Items listed in a dataset:
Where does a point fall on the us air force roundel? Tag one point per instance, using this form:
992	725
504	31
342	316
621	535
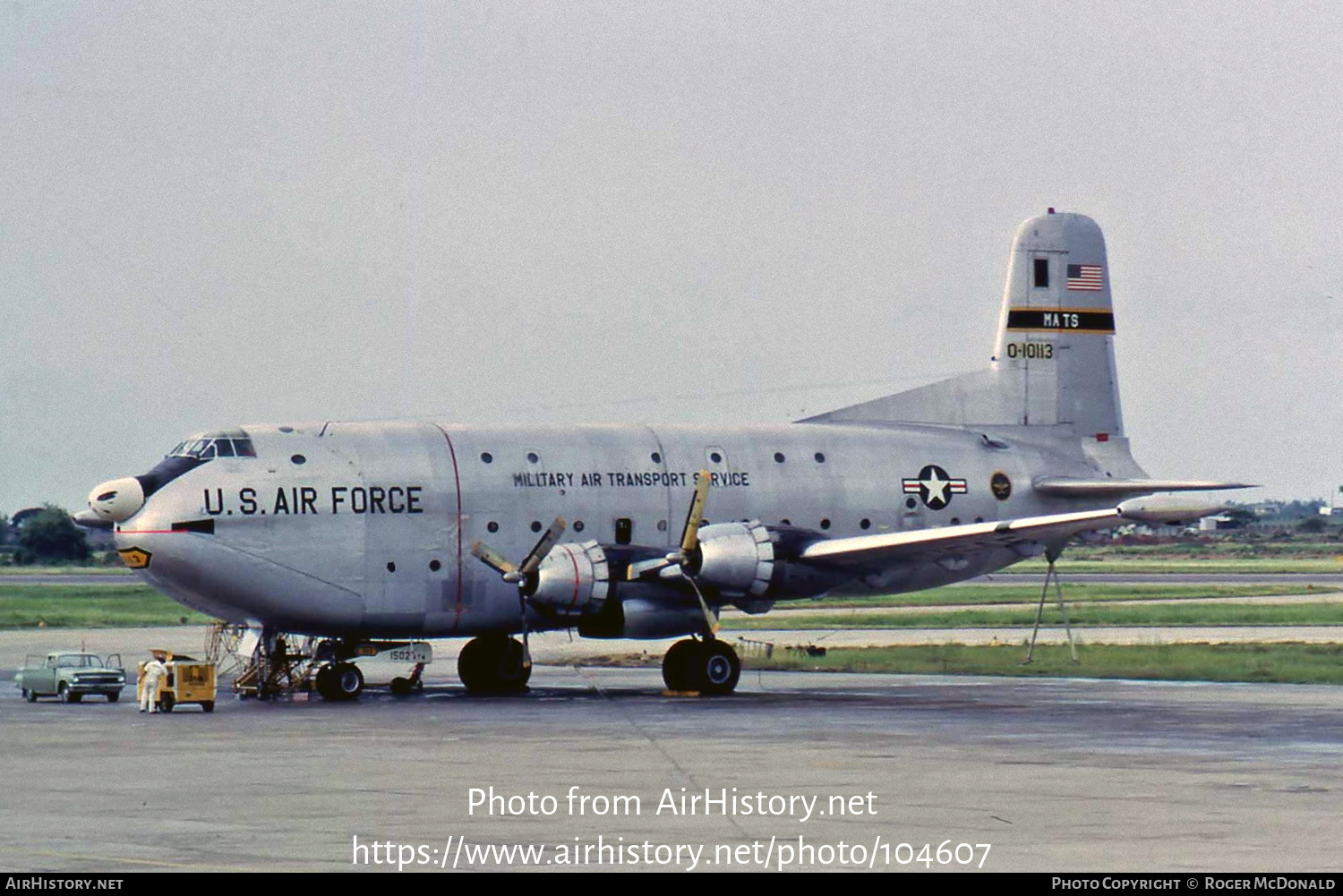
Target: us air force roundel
934	487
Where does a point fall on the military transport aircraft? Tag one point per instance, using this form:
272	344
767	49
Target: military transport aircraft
363	531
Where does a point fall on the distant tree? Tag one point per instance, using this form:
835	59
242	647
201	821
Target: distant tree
1313	525
50	535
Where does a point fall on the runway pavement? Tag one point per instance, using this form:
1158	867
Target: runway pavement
1055	774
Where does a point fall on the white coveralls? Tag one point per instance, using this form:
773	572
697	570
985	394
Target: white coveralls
153	672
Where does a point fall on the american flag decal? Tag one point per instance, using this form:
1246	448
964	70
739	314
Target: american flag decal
1084	277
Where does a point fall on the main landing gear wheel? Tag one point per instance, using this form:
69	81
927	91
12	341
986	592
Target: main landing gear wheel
340	681
494	665
709	667
676	665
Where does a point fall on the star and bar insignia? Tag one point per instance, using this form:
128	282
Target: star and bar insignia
934	487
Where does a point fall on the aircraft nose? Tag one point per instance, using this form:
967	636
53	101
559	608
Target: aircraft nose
117	500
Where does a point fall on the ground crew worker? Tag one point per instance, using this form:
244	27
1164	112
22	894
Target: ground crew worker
152	672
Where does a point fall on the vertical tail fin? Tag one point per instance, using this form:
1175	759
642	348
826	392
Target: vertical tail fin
1053	360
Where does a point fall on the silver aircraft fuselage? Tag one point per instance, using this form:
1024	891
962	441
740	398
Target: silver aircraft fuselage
365	528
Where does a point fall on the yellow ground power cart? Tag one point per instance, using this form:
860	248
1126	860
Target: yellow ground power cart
188	680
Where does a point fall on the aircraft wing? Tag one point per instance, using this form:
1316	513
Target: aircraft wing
1074	488
1028	533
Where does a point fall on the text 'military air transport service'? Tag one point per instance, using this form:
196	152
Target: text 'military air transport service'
364	531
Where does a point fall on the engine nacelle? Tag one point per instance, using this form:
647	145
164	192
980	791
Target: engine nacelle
736	558
572	578
655	619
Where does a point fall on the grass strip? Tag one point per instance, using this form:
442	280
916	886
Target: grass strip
97	606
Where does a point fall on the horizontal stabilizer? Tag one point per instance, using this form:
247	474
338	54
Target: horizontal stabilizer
1069	488
1168	509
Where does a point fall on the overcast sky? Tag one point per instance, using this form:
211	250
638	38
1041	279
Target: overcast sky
223	212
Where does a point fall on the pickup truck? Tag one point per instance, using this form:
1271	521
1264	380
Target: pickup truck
70	676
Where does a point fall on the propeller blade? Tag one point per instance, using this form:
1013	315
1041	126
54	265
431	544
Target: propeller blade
690	533
492	558
641	568
548	541
712	621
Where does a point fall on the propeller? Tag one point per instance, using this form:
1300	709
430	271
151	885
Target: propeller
524	574
687	558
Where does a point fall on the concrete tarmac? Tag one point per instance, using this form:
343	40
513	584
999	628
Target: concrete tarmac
1053	774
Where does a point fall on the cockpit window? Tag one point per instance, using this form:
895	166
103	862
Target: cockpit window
214	445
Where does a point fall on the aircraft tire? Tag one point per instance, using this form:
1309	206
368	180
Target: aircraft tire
346	681
677	665
716	670
493	665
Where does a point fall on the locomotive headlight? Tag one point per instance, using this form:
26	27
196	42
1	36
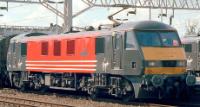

PROBLEM >> Return each line from the entries above that contains the string "service". Case matters, so a line only counts if the letters match in case.

COMPLETE ANSWER >>
Where does a point fall on the text 'military air transport service'? Tag one point per instance, using this form:
Target: text 'military air transport service'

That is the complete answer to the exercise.